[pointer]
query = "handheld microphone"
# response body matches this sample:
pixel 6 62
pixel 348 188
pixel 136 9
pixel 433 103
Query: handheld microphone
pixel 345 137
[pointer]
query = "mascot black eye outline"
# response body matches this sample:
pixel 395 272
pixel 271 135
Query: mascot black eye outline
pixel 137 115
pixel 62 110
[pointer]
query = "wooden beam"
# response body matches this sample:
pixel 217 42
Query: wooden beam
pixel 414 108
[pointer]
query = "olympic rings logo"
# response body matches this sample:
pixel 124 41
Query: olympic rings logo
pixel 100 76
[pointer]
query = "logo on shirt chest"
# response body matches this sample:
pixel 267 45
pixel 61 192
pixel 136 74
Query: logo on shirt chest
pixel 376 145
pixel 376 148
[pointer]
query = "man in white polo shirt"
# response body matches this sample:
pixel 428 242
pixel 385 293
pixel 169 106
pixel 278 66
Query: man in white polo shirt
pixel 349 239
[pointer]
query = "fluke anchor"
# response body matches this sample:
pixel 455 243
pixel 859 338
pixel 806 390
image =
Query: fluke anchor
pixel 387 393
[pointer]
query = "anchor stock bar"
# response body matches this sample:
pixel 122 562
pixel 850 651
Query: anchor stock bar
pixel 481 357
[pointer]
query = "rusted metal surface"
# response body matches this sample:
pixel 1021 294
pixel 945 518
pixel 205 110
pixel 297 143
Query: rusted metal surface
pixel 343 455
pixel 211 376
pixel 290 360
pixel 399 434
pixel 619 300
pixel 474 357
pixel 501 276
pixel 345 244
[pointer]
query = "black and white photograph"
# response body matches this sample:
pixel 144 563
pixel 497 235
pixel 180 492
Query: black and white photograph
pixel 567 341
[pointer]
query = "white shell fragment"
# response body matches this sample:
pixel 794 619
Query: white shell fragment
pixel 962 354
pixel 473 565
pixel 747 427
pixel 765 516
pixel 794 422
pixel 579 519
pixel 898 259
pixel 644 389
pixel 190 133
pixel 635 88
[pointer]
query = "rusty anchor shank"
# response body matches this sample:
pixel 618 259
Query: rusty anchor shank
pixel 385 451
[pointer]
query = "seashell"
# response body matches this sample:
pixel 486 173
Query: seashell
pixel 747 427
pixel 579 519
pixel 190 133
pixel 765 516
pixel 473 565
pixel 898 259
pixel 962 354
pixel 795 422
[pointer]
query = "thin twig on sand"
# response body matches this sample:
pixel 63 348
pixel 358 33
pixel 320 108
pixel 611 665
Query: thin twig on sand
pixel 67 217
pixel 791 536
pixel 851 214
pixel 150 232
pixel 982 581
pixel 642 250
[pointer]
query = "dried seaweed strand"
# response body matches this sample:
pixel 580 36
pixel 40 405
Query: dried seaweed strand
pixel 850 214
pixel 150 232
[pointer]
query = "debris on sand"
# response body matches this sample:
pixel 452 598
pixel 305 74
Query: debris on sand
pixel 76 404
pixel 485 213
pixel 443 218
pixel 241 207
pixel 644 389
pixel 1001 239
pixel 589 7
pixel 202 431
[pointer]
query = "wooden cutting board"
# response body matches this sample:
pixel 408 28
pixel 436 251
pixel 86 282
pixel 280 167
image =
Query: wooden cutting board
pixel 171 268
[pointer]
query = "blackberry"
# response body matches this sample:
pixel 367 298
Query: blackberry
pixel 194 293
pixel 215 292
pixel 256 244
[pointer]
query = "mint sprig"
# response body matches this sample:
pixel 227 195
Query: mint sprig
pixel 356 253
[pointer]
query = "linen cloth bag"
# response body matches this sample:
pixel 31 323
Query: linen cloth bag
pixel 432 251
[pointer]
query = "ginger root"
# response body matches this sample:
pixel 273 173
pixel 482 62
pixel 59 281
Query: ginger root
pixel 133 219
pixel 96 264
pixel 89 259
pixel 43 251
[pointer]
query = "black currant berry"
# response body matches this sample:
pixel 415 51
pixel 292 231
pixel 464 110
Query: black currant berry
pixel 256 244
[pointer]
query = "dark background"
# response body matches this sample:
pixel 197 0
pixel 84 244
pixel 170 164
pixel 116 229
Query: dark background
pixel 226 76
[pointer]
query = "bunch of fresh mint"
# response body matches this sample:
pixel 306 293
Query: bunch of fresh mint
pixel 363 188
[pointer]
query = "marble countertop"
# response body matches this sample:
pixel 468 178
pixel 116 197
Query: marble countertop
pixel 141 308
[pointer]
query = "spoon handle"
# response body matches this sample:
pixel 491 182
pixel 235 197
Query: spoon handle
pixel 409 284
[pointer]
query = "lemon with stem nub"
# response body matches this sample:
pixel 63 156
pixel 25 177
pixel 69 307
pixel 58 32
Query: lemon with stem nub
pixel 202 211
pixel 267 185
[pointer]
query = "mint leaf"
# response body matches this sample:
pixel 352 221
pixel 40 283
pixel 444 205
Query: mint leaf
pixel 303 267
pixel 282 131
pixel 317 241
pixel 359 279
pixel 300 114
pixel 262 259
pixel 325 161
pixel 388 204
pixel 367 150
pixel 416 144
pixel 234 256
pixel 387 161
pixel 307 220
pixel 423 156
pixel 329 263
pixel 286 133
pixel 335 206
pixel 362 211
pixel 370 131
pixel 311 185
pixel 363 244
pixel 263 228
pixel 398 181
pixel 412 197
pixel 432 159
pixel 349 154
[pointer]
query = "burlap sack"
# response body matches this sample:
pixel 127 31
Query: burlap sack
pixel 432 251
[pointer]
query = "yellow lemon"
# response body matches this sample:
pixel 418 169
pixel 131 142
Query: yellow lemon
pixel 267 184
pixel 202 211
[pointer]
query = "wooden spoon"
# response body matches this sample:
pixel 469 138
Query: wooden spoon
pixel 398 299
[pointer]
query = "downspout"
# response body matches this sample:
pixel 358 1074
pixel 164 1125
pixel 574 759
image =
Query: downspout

····················

» What the task requires:
Convert the lines from the start of the records through the line containing "pixel 376 148" into a JSON list of strings, one string per line, leaving out blank lines.

» Solution to this task:
[
  "[pointer]",
  "query = \"handheld microphone\"",
  "# response body matches this sample:",
  "pixel 6 62",
  "pixel 348 188",
  "pixel 136 9",
  "pixel 433 103",
  "Query: handheld microphone",
  "pixel 345 137",
  "[pointer]",
  "query = \"mascot black eye outline\"",
  "# response body matches this sample:",
  "pixel 395 272",
  "pixel 271 135",
  "Query: mascot black eye outline",
  "pixel 137 115",
  "pixel 62 110",
  "[pointer]",
  "query = \"wooden beam\"",
  "# response body matches this sample:",
  "pixel 217 42",
  "Query: wooden beam",
  "pixel 414 108",
  "[pointer]",
  "query = \"olympic rings logo\"",
  "# response body matches this sample:",
  "pixel 124 41",
  "Query: olympic rings logo",
  "pixel 100 76",
  "[pointer]",
  "query = \"logo on shirt chest\"",
  "# response body matches this sample:",
  "pixel 267 45",
  "pixel 61 192",
  "pixel 136 74",
  "Query: logo on shirt chest",
  "pixel 376 145",
  "pixel 376 148"
]